__Verilen alıntı__
Hasan Cemal

24 Haziran 2015

Cüneyt Baba...

12 Eylül'de sabaha karşı beni tank sesiyle uyandırdı. Haberi iyi koklar, başkasına pek koklatmazdı…

Hasan Cemal, yayın politikasındaki görüş ayrılığı nedeniyle genel yayın yönetmenliğinden ayrılarak Şubat 1992’de veda ettiği Cumhuriyet gazetesine yaklaşık 23 yıl aradan sonra ilk kez yazı yazdı. 
Cemal’in, 87 yaşındayken hayatını kaybeden Cüneyt Arcayürek için Cumhuriyet’e yazdığı yazı şöyle:

Cüneyt Baba…

Benim için Cüneyt Baba’ydı o, Cüneyt Arcayürek değil.
Ve kâbusumdu.
Ankara gazeteciliğim sırasında her sabah Hürriyet’i elime çekinerek alırdım.
Korkulu rüyam, Cüneyt Baba bugün yine ne atlattı, sorusuydu.
Haberle yaşardı o.
Atlatma haberler yaşatırdı onu.
Bakla gibi imzası ve fiyakalı fotoğrafıyla Hürriyet’in tepesinde, sürmanşetinde bir süre gözükmezse, huzursuz olurdu.
Hatta huysuzlaşırdı.
Onun bu hâllerini bilenler, böyle zamanlarda Baba’nın yanına pek yaklaşmazlardı
Cumhuriyet’in Ankara temsilcisiydim.
1980 yılbaşının ertesi günü sabah erken İstanbul’dan Ankara’ya dönüyordum.
Uçakta elime Hürriyet’i alınca, başımdan aşağı kaynar sular döküldü.
Cüneyt Baba, sürmanşetten nanik yapıyordu:
“Ordu uyarı mektubu verdi!” 
Genelkurmay Başkanı Evren ve kuvvet komutanları Çankaya Köşkü’ne çıkmış ve Cumhurbaşkanı Korutürk’e verdikleri bir mektupla, dokuz ay sonraki 12 Eylül darbesinin ilk işaretini çakmışlardı.
Baba yine atlatmıştı.
Ankara’ya iner inmez, doğru Uğur Mumcu’ya gittim.
Ne yapabilirdik?
Baba’nın canını biraz olsun nasıl acıtabilirdik?
CHP lideri Ecevit’in kapısını çaldık. Başbakan Demirel’in karşısında ana muhalefetti.
Ecevit’in ‘uyarı mektubu’na ilişkin değerlendirmeleri ertesi gün atlatma haber olarak Cumhuriyet’in manşetini süslüyordu.
Her gün olduğu yine sabah vakti erken aradı, kocaman bir  “N’OLOOR?” çekerek.
Bu kez haberden dolayı kutluyordu beni, ama bu gibi durumlarda sesinden hiç eksik olmayan alaycı titreşimleriyle...

Cüneyt Baba'yı markaja aldığımı sanırdım

 

İkimiz de Çankaya’da, eski Basın Sitesi'nde oturuyorduk.
Sitede başka Ankara gazetecileri de yaşıyordu. Hatırlayabildiklerim:
İlhami Soysal, Mehmet Ali Kışlalı, Örsan Öymen, Nizam Payzın, Mustafa Ekmekçi, Behiç Ekşi.

__Alıştırma malzemeleri__
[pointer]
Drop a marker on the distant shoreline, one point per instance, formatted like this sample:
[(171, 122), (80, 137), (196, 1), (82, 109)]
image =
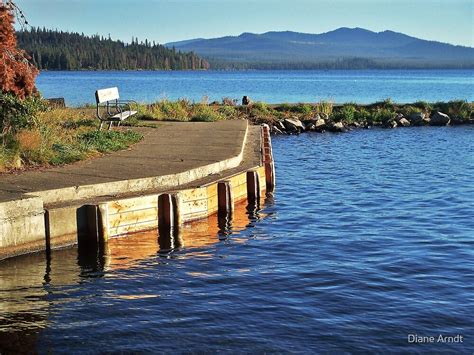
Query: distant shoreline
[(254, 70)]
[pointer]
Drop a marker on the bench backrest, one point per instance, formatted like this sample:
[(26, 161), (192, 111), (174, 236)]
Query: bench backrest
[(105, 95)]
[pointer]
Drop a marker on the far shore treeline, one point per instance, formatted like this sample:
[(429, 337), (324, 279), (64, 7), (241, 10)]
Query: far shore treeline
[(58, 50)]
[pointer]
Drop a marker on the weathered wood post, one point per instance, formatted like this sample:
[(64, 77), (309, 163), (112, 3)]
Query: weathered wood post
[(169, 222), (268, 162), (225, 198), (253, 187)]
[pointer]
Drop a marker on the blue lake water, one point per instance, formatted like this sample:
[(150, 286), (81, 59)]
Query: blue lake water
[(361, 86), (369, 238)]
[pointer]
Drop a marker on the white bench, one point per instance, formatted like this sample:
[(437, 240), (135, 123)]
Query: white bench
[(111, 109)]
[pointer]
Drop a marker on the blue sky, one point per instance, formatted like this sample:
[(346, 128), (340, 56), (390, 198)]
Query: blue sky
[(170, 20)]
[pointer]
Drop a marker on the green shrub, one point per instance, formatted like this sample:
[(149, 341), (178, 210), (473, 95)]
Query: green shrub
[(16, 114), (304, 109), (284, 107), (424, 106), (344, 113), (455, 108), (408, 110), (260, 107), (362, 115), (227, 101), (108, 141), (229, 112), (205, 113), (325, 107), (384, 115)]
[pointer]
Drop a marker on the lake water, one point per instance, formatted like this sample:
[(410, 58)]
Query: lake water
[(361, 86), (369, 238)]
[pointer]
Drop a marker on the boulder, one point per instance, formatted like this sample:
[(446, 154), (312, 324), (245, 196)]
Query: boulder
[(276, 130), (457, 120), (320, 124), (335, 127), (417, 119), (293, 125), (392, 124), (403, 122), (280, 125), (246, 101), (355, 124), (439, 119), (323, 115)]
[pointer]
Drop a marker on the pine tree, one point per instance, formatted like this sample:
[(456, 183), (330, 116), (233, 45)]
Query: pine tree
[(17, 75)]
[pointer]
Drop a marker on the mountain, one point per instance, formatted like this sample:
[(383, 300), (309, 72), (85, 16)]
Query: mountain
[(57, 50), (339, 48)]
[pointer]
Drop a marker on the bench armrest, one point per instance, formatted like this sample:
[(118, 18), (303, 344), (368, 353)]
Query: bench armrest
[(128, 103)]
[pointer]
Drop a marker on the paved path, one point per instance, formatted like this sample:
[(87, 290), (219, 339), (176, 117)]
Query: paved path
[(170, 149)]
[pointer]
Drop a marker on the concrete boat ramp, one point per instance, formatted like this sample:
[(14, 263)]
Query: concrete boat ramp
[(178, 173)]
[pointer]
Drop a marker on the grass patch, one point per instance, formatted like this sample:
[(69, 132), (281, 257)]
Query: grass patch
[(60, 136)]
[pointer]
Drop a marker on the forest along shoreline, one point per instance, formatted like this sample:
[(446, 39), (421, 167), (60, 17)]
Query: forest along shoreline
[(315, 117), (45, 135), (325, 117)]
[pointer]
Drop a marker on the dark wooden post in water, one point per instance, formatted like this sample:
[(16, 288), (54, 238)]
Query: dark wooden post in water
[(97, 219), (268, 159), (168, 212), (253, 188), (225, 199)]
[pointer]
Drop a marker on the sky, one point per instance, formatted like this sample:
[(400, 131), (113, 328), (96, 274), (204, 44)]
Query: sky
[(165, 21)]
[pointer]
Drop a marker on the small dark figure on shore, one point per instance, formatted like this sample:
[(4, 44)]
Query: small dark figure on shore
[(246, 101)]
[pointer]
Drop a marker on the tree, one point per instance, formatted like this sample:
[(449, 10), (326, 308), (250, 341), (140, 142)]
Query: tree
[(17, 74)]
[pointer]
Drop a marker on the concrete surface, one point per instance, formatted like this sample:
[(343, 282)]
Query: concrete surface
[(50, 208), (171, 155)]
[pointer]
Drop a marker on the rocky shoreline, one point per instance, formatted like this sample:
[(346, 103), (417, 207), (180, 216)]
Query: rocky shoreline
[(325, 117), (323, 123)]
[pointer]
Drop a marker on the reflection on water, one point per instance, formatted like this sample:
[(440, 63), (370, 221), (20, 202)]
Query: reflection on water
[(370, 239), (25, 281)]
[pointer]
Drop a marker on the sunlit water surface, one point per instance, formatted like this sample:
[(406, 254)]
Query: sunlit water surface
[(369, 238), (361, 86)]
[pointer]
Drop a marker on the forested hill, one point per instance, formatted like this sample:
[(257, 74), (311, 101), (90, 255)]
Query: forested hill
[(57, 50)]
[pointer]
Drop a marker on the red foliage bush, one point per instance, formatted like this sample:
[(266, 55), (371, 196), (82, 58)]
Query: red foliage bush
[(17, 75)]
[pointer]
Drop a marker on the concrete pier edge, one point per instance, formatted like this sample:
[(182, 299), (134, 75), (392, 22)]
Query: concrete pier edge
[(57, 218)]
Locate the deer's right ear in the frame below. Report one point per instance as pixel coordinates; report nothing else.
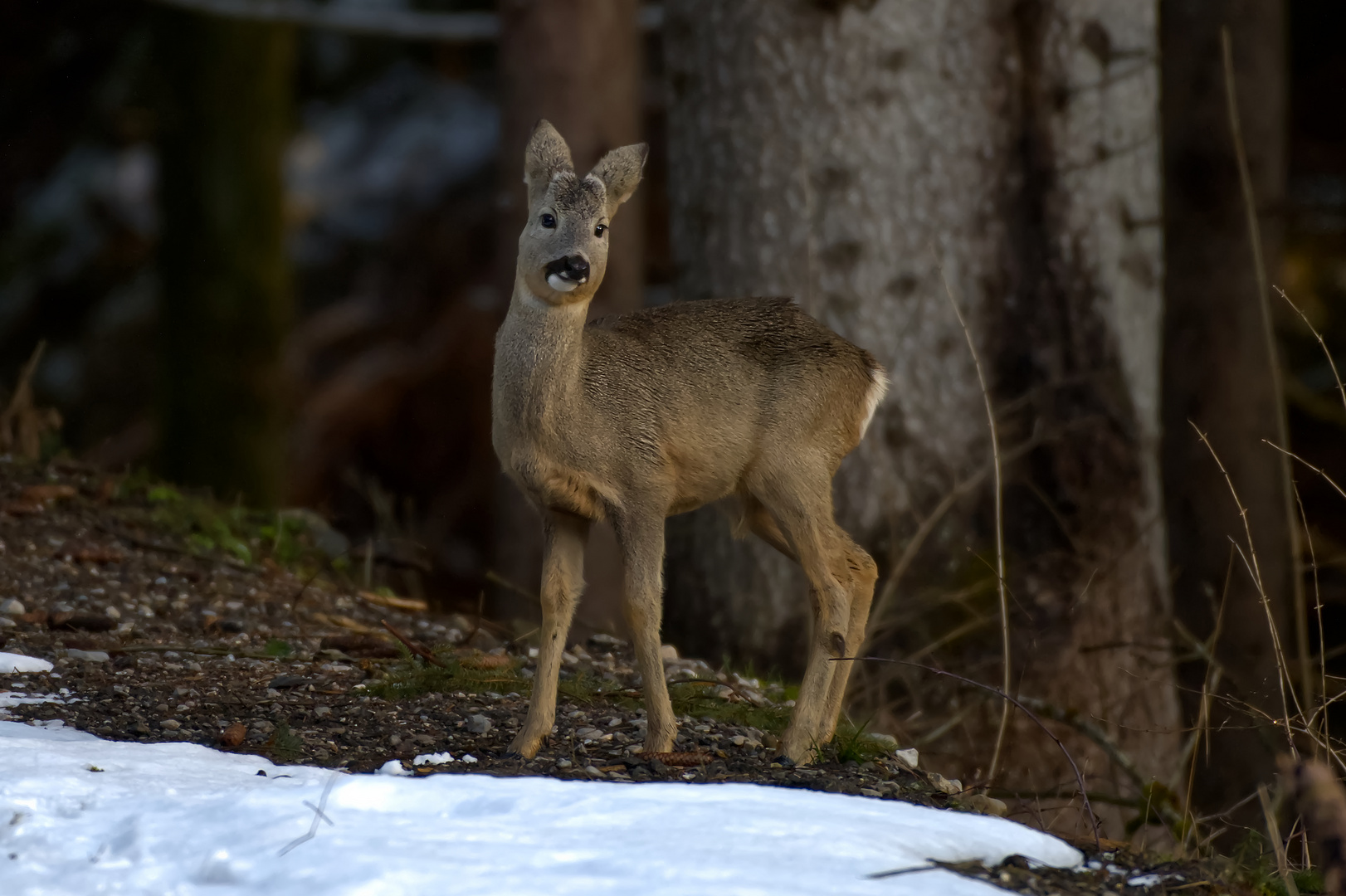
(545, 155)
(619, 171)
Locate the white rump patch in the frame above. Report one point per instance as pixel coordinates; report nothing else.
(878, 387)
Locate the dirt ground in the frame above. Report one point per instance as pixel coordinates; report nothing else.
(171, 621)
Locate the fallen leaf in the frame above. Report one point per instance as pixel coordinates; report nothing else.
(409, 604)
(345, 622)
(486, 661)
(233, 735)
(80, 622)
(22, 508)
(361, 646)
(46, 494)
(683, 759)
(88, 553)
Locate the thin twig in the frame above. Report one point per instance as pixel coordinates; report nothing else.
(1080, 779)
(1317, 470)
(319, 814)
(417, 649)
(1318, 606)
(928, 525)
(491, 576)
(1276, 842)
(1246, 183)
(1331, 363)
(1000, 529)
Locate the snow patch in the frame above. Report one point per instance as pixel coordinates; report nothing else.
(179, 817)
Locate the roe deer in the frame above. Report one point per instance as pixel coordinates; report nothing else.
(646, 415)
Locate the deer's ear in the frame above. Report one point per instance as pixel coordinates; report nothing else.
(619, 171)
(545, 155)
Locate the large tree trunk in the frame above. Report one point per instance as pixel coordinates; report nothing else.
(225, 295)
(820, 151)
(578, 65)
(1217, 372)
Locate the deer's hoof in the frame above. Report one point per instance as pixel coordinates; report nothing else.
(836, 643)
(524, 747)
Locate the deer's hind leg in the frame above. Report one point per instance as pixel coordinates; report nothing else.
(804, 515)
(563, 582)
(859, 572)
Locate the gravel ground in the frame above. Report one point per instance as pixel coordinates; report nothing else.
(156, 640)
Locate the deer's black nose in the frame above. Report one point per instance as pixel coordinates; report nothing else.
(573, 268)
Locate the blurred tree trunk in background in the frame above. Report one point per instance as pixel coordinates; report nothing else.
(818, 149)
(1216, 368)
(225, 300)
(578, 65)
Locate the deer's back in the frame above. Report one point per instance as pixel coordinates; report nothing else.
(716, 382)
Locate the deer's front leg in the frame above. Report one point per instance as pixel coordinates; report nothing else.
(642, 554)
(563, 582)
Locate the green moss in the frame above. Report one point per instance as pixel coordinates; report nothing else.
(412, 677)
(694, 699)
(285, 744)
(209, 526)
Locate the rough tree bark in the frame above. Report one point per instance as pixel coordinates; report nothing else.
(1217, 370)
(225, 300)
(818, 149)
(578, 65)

__Yapılacaklar__
A. Alıntıya göre Hasan Cemal, Cumhuriyet gazetesinin genel yayın yönetmenliğinden neden ayrıldı? Bir ila üç cümleyle açıklayın.
B. Kayıtlarda "shoreline" kelimesini içeren her satırı seçip kopyalayın.
Alıntı ile kayıtlar birbirinden bağımsızdır.

__Beklenen sonuçlar__
A. Hasan Cemal, yayın politikasındaki görüş ayrılığı nedeniyle Cumhuriyet gazetesinin genel yayın yönetmenliğinden ayrıldı. Gazeteye Şubat 1992'de veda etti.

B.
Drop a marker on the distant shoreline, one point per instance, formatted like this sample:
Query: distant shoreline
Drop a marker on the forest along shoreline, one point per instance, formatted like this sample:
Query: forest along shoreline
Drop a marker on the rocky shoreline, one point per instance, formatted like this sample:
Query: rocky shoreline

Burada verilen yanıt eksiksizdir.